--- start of Exercise materials ---
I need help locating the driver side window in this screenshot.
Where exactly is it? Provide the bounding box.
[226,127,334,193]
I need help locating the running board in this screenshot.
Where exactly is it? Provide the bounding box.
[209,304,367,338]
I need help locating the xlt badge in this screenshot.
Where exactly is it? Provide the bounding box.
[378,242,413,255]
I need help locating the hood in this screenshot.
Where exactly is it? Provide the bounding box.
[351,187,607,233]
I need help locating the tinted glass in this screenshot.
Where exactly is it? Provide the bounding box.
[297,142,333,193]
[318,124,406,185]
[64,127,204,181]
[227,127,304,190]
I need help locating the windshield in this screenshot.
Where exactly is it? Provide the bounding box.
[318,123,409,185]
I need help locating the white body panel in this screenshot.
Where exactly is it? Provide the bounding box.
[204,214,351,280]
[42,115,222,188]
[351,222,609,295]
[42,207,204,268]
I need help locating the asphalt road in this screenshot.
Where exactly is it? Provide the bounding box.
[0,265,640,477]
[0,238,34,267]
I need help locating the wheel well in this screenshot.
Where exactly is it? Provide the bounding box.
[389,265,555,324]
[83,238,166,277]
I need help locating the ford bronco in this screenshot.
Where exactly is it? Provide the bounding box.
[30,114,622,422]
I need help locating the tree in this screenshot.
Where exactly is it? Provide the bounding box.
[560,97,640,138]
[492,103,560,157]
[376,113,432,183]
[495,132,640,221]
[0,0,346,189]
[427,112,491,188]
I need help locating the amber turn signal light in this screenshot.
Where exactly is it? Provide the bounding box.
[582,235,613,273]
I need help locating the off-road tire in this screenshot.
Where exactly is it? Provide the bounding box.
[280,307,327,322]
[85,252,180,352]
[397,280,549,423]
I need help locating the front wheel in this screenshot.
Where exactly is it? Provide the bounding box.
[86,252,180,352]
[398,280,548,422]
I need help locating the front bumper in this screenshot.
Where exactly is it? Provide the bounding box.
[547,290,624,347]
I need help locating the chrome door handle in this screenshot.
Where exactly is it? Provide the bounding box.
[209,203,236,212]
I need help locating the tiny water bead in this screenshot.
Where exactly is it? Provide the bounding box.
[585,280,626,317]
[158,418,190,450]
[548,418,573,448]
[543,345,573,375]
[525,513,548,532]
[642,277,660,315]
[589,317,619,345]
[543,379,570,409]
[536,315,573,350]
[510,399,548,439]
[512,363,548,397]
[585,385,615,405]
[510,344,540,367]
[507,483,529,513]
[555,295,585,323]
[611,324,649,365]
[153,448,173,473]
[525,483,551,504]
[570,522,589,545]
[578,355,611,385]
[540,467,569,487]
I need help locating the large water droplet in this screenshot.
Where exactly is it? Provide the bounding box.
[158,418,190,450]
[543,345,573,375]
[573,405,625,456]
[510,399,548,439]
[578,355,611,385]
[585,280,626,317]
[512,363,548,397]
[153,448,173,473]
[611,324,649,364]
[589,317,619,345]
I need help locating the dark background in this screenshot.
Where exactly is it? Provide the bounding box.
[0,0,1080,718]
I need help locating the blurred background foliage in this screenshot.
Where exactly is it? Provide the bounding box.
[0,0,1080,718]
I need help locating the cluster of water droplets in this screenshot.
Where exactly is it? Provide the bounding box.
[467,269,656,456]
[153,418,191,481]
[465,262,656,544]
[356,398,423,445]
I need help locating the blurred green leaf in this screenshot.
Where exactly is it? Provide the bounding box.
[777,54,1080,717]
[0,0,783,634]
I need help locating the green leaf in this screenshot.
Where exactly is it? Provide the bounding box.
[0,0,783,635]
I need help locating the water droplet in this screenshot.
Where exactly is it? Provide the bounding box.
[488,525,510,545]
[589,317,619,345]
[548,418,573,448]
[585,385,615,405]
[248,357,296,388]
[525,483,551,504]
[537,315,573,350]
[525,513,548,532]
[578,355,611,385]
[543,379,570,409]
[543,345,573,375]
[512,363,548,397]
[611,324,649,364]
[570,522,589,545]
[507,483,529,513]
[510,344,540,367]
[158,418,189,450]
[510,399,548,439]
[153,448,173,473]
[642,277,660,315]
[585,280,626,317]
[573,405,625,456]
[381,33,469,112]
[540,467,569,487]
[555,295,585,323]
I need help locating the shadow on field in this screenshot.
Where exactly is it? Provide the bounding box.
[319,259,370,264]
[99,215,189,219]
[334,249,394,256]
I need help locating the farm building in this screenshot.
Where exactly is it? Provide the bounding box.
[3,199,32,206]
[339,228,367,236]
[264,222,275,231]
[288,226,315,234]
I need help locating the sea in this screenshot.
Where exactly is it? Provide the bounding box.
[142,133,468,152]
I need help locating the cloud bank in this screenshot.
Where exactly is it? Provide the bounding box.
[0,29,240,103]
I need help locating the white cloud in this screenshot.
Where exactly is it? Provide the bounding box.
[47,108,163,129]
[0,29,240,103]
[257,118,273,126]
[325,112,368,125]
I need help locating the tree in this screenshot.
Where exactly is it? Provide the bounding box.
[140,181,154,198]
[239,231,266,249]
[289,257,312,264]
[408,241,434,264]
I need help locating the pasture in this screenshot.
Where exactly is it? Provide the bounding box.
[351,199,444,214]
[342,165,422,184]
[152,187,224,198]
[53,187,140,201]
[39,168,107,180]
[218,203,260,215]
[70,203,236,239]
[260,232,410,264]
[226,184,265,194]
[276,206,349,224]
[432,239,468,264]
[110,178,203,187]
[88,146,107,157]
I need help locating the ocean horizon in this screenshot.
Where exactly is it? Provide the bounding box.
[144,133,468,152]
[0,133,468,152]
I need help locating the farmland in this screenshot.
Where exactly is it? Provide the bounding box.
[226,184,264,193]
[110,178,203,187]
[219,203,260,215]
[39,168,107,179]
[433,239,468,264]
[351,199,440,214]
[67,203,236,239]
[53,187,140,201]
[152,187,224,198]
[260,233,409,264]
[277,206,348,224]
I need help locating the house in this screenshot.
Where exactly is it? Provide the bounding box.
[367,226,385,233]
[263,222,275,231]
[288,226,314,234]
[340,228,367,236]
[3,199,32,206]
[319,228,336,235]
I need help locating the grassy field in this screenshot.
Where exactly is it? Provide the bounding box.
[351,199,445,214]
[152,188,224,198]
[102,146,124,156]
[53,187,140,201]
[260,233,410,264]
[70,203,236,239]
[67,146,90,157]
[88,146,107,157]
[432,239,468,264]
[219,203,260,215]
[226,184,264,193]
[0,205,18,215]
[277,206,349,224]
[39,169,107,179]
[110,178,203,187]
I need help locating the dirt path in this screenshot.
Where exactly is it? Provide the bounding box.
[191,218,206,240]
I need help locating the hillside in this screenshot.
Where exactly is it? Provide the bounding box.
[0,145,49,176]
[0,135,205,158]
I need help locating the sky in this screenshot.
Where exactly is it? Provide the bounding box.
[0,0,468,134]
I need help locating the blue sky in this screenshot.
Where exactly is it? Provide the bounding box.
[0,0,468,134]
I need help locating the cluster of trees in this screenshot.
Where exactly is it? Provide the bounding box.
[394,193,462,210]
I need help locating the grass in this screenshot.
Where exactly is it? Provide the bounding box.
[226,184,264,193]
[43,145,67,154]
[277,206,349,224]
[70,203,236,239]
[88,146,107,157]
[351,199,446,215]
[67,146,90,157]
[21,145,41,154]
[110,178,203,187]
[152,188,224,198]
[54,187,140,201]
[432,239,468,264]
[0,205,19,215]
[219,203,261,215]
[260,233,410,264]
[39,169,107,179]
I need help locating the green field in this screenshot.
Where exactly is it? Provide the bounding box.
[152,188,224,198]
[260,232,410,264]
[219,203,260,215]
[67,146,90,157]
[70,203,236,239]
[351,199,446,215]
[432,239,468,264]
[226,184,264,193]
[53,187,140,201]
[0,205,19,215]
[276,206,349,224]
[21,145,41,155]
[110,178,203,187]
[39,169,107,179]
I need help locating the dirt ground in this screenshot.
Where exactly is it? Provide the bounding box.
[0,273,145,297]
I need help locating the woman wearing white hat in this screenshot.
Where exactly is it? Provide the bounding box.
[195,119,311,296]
--- end of Exercise materials ---
(Instructions to follow) Please write out the entries again, starting at the line that contains "I need help locating the grassy" and ending at the line that contains "[394,193,462,210]", keeping the request lines as they are but multiplying every bounding box coordinate in the answers by 0.95 and rounding to whole numbers, with halves rounded up. Give only those lines.

(Correct result)
I need help locating the grassy field in this screenshot.
Where exactly is it? Provide the bounding box.
[333,189,423,203]
[144,179,213,188]
[97,139,118,148]
[50,178,133,191]
[247,221,390,251]
[67,193,224,227]
[64,139,86,149]
[84,139,102,149]
[410,227,445,251]
[208,193,247,204]
[215,175,251,183]
[0,195,17,204]
[263,196,332,213]
[37,161,102,170]
[105,169,193,178]
I need help locating the dirt path in this screenshot.
Where exactly is it? Provide the bounding box.
[181,207,196,228]
I need help locating the hillside in this screenshot.
Where exactly is it? Provide the bounding box.
[0,138,47,167]
[0,128,195,150]
I need help locating the sky in this screenshot.
Where exactly is it? Provide the bounding box.
[0,0,445,127]
I need help locating the blue sky in this screenshot.
Where exactly is it? Provide the bounding box.
[0,0,445,127]
I need help locating the cluster of trees in this screenshot.
Where exactly is it? Provide the bounding box.
[374,183,439,200]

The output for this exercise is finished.